スペインへ行ったり、ベルギーに戻ったりと2チーム行けたことは、自分のサッカー経験にもすごく生きたと思う。

ただの1年じゃなかったので、しっかりここから結果を出せばいい意味で捉えられると思う。

しっかり結果で返せるように頑張りたいなと思います。

――大型ストライカー視点で日本と欧州の違いを教えてください。

難しいですね。身体が違うというか、しなやかですし、1個1個の動きにキレがあるので、そこが違う。

日本は技術的に上手なんですけど、そもそもの身体が違うなと。

――来季以降のビジョンを教えてください。

どこでやるかはまだ自分も分かんないんですけど、実力があればどこでも行けると思う。

いますぐどこかへ行きたいとかは特になくて、最終的にみんなを追い抜けるような選手になるので見ていてほしいですね。

日本の“ビースト”林は天真爛漫

2021年夏にJ1サガン鳥栖からシント=トロイデンに完全移籍した林。昨季はリーグ戦25試合7得点を挙げ、今季はリーグ戦31試合7得点3アシストと活躍した。
----
▶ _取り組む課題_
1. 林選手のインタビュー記事について、次の問いに答えてください。
(a) 欧州の選手について「身体が違う」と述べたうえで、どのような特徴を挙げていますか。
(b) 2021年夏、林選手はどのクラブからどのクラブへ完全移籍しましたか。
(c) 今季のリーグ戦での成績はどうでしたか。
2. 林選手のインタビュー記事を、最後の文の後から書き継いでください。

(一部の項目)
----
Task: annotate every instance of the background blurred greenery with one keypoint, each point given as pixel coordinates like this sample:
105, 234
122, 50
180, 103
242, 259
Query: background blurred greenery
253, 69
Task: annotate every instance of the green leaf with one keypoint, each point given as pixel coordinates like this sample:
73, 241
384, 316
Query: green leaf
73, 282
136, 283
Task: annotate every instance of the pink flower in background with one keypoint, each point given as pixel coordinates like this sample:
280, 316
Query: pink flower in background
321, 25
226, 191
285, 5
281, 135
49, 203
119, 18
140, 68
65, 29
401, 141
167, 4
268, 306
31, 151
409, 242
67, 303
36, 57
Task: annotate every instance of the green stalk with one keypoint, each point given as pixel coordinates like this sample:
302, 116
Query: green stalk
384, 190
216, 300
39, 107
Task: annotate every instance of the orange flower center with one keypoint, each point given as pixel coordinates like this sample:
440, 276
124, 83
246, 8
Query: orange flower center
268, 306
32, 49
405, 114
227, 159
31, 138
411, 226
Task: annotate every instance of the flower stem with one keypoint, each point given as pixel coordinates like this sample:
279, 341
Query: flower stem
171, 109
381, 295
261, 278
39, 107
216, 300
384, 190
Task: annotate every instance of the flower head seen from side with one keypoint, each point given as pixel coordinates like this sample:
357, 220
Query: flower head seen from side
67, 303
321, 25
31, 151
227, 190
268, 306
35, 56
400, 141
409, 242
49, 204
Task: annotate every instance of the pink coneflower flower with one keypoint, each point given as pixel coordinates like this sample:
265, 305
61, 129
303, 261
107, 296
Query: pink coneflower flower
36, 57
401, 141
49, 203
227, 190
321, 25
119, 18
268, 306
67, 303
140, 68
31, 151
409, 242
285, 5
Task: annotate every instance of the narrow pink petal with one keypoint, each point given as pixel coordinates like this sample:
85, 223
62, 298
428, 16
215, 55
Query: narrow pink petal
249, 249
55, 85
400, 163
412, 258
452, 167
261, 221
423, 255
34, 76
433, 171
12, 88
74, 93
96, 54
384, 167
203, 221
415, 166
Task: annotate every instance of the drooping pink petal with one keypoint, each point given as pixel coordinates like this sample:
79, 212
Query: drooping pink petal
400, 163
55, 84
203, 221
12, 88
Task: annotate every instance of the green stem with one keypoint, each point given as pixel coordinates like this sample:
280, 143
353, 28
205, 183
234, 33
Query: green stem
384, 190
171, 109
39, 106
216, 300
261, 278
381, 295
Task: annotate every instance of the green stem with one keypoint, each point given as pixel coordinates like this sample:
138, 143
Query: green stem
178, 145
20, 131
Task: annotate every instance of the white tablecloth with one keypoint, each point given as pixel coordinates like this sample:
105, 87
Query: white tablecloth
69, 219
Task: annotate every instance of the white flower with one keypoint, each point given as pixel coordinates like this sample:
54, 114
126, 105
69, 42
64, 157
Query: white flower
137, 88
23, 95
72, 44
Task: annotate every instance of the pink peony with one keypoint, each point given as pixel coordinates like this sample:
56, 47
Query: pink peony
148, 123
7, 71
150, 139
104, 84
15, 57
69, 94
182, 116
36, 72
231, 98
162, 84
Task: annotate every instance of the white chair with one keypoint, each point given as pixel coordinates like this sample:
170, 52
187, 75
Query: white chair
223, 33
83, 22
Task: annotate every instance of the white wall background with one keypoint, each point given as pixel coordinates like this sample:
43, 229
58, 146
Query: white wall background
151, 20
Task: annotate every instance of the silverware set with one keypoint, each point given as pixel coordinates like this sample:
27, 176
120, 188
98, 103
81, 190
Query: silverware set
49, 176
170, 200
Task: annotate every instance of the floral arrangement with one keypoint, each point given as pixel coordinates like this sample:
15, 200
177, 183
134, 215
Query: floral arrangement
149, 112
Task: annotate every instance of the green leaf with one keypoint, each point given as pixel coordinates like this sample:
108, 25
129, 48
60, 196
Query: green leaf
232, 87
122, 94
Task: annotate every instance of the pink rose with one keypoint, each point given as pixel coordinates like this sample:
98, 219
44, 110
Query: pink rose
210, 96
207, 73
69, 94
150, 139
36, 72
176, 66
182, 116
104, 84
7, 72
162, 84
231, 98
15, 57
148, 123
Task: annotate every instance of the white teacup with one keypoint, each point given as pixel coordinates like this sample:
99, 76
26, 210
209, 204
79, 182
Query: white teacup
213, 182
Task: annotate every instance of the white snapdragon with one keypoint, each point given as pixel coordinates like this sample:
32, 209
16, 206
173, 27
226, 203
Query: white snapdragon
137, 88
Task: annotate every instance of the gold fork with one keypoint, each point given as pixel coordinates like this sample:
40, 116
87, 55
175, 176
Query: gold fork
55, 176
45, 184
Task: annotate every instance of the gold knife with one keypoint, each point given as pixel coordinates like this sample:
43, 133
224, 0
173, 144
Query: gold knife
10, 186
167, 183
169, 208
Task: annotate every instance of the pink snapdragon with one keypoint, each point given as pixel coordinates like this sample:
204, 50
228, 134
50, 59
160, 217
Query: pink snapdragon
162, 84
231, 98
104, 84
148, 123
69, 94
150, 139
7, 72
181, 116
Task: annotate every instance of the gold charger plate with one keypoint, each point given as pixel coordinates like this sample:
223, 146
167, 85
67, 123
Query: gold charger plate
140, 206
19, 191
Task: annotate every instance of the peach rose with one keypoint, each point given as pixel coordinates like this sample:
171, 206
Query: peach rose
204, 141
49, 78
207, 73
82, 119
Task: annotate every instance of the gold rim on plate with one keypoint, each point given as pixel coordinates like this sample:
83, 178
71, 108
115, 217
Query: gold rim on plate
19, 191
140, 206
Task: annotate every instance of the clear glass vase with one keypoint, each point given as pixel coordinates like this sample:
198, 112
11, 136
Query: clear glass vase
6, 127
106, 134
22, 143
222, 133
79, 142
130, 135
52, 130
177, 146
----
▶ _課題別の解答_
1.
(a) しなやかで、一つ一つの動きにキレがあること。
(b) J1サガン鳥栖からシント=トロイデンへ完全移籍した。
(c) リーグ戦31試合に出場し、7得点3アシストを記録した。

2.
――今季は岡崎選手とプレーしました。学びは多かったですか。

やっぱりサッカーの面ではすごい実績がある方なので、すごく熱心にいろいろ教えていただきました。

オカさんの持っている考え方であったり、どういうメンタリティーで、世界で戦ってきたか、とすごい話もいろいろ聞けました。

プライベートではすごく優しいお兄ちゃんじゃないですけど、可愛がってもらえてメシに連れていってもらえたり、いろいろしてもらっています。

大好きな岡崎選手です。

視線の先は日本代表、ワールドカップ出場

――岡崎選手とのやりとりで、印象に残っていることはありますか。

試合終わったら僕の家にオカさんと橋岡が来て、毎回反省会していた。思い出深いですね(笑)。

(岡崎選手からアドバイスはあった?)もうちょいこの試合はもうちょいできたなとか、次こうしようやとか。日本人同士だから意思疎通ができる。

そんな深い話はしてないです。次も頑張ろうって言いながら、お菓子とか食っていただけ(笑)

――ステップアップを目指していると思いますが、来季のビジョンをおしえてください。

自分がステップアップだなと思えるようなチームからオファーが来れば、しっかりそこに飛び込んでチャレンジしたいと思っています。

(チーム残留については?)契約があと何年か僕はあるので、嫌でもいることになると思います(笑)。

――プレミアリーグで活躍している三笘薫選手は林選手と同い年です。刺激などは受けていますか。

もちろん刺激にはすごいなります。薫はすごいっすよね。いつも三笘先生って言いながら試合見ています。応援していますファンなので(笑)。

――今後の目標やビジョンを教えてください。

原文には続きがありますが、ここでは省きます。